## [Reading text]
════════

Moontanman Posted April 20, 2010 Posted April 20, 2010 I think can technology progress underwater has been asked before but what about advanced technology of higher than stone age or more advanced coming about in a non oxidizing atmosphere? If you can't have fire can you have anything more than stone age technology? An example would if you had a super terrestrial planet with an hydrogen atmosphere could any life advance past the stone age since fire would not be possible in a reducing atmosphere.
Mr Skeptic Posted April 20, 2010 Posted April 20, 2010 Well, in a reducing atmosphere you wouldn't need fire to have metals, since the metals would not be oxidized. In addition, there are other sources of heat, such as a solar furnace. Certainly not as easy to understand nor acquire as fire, but it would do the trick. Now if you have an underwater civilization, the boiling point and heat capacity of water might be a problem, and likewise saltwater would mess with electricity and electromagnetic signals.
Moontanman Posted April 20, 2010 Author Posted April 20, 2010 Well, in a reducing atmosphere you wouldn't need fire to have metals, since the metals would not be oxidized. In addition, there are other sources of heat, such as a solar furnace. Certainly not as easy to understand nor acquire as fire, but it would do the trick. I know things like "native iron" would be possible but the smelting of iron requires fire, or at least a very high heat. Solar heat is a good idea but how would you generate it if you didn't have heat to begin with to make pure lenses or mirrors? Now if you have an underwater civilization, the boiling point and heat capacity of water might be a problem, and likewise saltwater would mess with electricity and electromagnetic signals. I honestly can't see under water going past stone age at most. Merged post follows: Consecutive posts mergedI should say making iron into useful objects requires heat, native iron would be great but how do you make i-beams and other steel objects with out fire?
Mr Skeptic Posted April 20, 2010 Posted April 20, 2010 You can heat up metal by hammering it, although that is hardly the ideal method.
Moontanman Posted April 20, 2010 Author Posted April 20, 2010 Still i have to ask, could useful numbers of things like i-beams be made by hammering? Most of modern technology is based on using fuel and oxygen to make energy to make other things. Would a reducing atmosphere allow this? Solar energy stored in plants is exploited by animals by oxidization, so to does our technology.
Greippi Posted April 20, 2010 Posted April 20, 2010 It seems likely to me that the discovery that metals can be melted and molded was accidental. It's hard to imagine a scenario in which this could happen without fire. Other methods of producing sufficient heat discovered by accident seem unlikely to me. From an evolutionary perspective, why are there not highly intelligent creatures with technology living in the sea? We evolved from the sea to land, and it seems likely to me that one factor in our technological advancement was that we could now create fire.

════════

## [Given problem]
Reproduce the forum thread word for word from "Mr Skeptic Posted April 20, 2010 Posted April 20, 2010 You" to "does our technology.". The listing comes from a separate source.

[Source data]
════════

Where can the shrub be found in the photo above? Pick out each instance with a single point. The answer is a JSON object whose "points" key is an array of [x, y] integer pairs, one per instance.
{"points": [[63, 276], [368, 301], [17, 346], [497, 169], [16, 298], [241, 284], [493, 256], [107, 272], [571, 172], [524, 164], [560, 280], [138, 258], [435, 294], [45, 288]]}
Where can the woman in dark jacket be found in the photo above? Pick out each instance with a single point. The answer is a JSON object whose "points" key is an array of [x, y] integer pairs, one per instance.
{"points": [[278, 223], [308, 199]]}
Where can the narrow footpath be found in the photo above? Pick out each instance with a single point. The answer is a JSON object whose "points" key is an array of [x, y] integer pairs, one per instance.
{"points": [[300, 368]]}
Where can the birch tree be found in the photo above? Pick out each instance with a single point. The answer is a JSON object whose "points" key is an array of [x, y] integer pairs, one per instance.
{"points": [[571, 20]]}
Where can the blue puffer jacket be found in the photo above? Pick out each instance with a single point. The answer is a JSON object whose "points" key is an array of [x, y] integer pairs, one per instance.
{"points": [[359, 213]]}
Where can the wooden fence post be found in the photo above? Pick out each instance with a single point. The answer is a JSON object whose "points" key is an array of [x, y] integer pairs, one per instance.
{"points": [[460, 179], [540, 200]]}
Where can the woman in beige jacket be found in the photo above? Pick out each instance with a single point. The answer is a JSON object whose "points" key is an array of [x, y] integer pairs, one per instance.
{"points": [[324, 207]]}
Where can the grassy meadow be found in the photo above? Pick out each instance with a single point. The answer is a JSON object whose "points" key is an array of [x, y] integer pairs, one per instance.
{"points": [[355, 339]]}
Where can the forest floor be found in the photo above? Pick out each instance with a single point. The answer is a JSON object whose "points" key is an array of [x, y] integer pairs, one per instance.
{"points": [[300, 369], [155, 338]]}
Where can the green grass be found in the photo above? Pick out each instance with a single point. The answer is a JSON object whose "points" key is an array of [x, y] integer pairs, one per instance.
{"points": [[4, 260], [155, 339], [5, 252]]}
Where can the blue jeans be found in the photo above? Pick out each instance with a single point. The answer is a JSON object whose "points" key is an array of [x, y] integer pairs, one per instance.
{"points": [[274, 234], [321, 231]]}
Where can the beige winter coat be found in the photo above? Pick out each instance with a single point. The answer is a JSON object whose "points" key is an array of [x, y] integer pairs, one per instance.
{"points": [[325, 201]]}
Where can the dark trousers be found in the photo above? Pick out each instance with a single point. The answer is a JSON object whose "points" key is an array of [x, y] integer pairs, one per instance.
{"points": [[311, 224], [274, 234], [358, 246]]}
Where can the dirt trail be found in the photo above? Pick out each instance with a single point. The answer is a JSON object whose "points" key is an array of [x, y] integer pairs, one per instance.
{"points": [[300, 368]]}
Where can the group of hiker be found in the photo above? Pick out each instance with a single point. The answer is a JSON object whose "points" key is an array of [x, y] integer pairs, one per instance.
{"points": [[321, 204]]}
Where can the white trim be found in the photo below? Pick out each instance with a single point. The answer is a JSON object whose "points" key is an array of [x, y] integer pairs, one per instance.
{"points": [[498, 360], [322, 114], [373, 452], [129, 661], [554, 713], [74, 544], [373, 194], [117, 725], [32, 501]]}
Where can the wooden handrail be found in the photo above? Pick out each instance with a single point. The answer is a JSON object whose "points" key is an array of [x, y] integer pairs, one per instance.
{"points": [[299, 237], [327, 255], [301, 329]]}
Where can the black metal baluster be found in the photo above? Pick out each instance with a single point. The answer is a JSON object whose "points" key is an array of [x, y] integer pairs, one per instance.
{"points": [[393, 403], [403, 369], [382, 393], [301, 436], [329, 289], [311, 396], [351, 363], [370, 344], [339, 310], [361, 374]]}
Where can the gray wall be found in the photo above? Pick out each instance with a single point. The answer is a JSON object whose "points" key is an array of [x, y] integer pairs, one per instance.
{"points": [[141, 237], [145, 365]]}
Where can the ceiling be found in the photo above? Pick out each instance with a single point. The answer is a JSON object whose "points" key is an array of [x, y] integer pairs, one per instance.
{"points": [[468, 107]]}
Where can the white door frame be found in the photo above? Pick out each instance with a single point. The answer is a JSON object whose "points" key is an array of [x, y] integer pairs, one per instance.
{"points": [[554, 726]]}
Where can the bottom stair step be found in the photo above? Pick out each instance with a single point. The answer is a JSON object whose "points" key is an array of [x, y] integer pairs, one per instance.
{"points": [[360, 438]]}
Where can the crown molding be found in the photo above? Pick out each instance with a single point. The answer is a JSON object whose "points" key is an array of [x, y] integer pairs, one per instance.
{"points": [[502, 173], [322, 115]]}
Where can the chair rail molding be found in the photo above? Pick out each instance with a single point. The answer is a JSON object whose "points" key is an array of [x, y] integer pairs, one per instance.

════════

## [Solved exercise]
Mr Skeptic Posted April 20, 2010 Posted April 20, 2010 You can heat up metal by hammering it, although that is hardly the ideal method.
Moontanman Posted April 20, 2010 Author Posted April 20, 2010 Still i have to ask, could useful numbers of things like i-beams be made by hammering? Most of modern technology is based on using fuel and oxygen to make energy to make other things. Would a reducing atmosphere allow this? Solar energy stored in plants is exploited by animals by oxidization, so to does our technology.